Content starts

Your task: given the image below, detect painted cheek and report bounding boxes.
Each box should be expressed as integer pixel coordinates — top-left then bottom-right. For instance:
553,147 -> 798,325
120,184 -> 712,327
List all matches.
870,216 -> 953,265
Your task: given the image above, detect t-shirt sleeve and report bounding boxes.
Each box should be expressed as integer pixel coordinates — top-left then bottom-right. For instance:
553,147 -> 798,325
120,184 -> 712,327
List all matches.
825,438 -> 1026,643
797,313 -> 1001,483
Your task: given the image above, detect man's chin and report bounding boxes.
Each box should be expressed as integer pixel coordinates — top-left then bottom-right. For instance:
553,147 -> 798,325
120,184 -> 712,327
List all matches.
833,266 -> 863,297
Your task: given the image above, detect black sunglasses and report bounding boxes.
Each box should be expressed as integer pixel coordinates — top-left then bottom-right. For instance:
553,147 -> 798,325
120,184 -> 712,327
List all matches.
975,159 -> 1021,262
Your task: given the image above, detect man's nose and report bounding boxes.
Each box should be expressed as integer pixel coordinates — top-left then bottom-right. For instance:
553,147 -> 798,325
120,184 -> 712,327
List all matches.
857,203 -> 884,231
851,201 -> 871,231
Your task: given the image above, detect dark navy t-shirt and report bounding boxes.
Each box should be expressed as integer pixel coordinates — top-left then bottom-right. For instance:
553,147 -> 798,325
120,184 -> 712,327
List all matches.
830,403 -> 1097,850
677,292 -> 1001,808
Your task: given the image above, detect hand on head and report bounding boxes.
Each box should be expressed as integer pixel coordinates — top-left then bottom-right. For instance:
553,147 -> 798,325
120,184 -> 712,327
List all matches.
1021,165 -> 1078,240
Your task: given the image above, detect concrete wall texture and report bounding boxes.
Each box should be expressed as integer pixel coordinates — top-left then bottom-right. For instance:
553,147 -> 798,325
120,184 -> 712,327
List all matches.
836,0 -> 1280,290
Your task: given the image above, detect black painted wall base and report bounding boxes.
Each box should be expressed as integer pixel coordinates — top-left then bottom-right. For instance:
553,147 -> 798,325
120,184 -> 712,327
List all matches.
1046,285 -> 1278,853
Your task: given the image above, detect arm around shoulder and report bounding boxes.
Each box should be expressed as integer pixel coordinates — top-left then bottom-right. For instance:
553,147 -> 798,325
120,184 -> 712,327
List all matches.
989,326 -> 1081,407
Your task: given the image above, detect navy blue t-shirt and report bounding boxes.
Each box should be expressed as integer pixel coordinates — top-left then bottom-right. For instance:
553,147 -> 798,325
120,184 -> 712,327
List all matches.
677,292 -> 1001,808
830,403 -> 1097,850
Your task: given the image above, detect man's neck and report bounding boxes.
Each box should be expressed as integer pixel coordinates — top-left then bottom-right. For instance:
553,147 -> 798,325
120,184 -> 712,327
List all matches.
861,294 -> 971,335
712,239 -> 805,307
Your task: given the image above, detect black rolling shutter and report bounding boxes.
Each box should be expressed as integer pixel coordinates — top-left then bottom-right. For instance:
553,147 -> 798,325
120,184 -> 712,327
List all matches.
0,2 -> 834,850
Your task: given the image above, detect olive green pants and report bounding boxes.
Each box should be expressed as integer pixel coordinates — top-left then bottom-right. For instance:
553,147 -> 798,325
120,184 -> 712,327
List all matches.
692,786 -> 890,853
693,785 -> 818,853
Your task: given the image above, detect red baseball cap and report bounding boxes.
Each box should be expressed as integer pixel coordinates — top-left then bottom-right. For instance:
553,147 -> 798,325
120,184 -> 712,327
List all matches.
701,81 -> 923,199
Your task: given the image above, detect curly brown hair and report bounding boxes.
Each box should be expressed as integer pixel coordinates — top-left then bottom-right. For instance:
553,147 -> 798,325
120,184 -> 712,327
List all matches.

Content ends

Action item:
Working through the entries above, copy every line in which "wall" is found.

Exercise result:
Your task: given the image above, detect concrete wall texture and report bounding boxes.
Your task: given the image above, detect black painted wall base and report bounding boxes.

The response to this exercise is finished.